Dataset entries:
==*==

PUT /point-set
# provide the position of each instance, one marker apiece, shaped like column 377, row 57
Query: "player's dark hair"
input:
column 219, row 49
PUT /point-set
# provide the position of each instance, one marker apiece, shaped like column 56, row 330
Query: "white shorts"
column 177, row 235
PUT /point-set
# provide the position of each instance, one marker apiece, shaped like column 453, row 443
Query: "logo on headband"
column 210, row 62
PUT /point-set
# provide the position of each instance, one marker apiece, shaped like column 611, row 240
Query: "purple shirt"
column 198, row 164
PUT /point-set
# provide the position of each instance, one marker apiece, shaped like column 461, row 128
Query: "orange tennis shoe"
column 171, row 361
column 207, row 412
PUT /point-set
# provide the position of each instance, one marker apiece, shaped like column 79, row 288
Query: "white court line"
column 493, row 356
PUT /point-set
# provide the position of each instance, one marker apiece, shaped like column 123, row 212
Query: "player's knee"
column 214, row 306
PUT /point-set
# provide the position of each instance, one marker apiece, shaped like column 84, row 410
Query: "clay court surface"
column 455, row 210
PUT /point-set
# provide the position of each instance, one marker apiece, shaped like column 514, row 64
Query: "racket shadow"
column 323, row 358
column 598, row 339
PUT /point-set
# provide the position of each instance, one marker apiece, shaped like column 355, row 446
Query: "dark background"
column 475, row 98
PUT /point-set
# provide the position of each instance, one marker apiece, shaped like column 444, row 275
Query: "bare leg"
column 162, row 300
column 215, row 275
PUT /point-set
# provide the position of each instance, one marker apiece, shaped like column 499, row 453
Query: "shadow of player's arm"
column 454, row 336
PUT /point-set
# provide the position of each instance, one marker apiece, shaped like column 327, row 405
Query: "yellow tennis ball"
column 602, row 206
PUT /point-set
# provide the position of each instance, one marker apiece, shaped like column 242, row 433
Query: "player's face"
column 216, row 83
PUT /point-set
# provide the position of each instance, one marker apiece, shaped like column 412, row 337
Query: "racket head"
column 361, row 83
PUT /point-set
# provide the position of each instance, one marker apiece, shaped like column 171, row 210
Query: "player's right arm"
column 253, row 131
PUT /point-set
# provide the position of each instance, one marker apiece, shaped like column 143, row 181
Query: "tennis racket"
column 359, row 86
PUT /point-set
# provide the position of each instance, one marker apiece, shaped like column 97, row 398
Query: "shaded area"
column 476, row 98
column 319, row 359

==*==

Put every line of the listing above into a numbered list, skipping any blank lines.

**Output for this task**
1. PUT /point-set
2. # provide the position of each instance, one marker apiece, shaped like column 377, row 57
3. Query: "player's dark hair"
4. input:
5. column 219, row 49
6. PUT /point-set
7. # provide the position of each instance, one marker apiece, shaped like column 56, row 330
8. Query: "white shorts"
9. column 177, row 235
10. PUT /point-set
11. # provide the position of each instance, one marker apiece, shaped like column 453, row 443
12. Query: "logo on headband"
13. column 210, row 62
14. PUT /point-set
15. # provide the position of each instance, one marker apiece, shaped like column 611, row 240
16. Query: "purple shirt"
17. column 198, row 164
18. PUT /point-set
19. # provide the position of each instance, one marker apiece, shaped like column 461, row 128
20. Query: "orange tennis shoe"
21. column 171, row 361
22. column 207, row 412
23. PUT /point-set
24. # provide the position of each instance, one marker apiece, shaped like column 79, row 288
25. Query: "white court line"
26. column 493, row 356
27. PUT /point-set
28. # provide the position of each instance, one marker apiece, shaped like column 123, row 212
29. Query: "player's knee"
30. column 214, row 306
31. PUT /point-set
32. # provide the position of each instance, one marker apiece, shaped like column 84, row 410
33. Query: "clay court surface"
34. column 455, row 210
35. PUT /point-set
36. # provide the position of each instance, one marker apiece, shaped like column 514, row 64
37. Query: "racket shadow"
38. column 323, row 358
39. column 598, row 339
40. PUT /point-set
41. # provide the position of each instance, one marker apiece, shaped like column 355, row 446
42. Query: "dark background"
43. column 475, row 98
44. PUT /point-set
45. # provide the position of each instance, one marker apiece, shaped like column 444, row 275
46. Query: "bare leg"
47. column 162, row 300
48. column 215, row 275
49. PUT /point-set
50. # provide the position of each instance, one marker apiece, shaped like column 499, row 453
51. Query: "shadow of player's arm"
52. column 454, row 336
53. PUT /point-set
54. # provide the position of each instance, one marker apiece, shaped like column 327, row 405
55. Query: "yellow tennis ball"
56. column 602, row 206
57. PUT /point-set
58. # provide the position of each instance, one marker apiece, shaped like column 242, row 433
59. Query: "player's face"
60. column 216, row 83
61. PUT /point-set
62. # provide the position of each instance, one marker apiece, shaped like column 412, row 337
63. Query: "racket head"
64. column 361, row 83
65. PUT /point-set
66. # provide the position of each instance, one marker apiece, shaped like column 171, row 210
67. Query: "player's right arm"
68. column 253, row 131
69. PUT /point-set
70. # provide the position of each instance, one marker apiece, shaped like column 143, row 181
71. Query: "tennis racket"
72. column 359, row 86
73. PUT /point-set
74. # provide the position of each instance, one marker apiece, shaped like column 97, row 398
75. Query: "shaded area"
76. column 476, row 98
77. column 319, row 359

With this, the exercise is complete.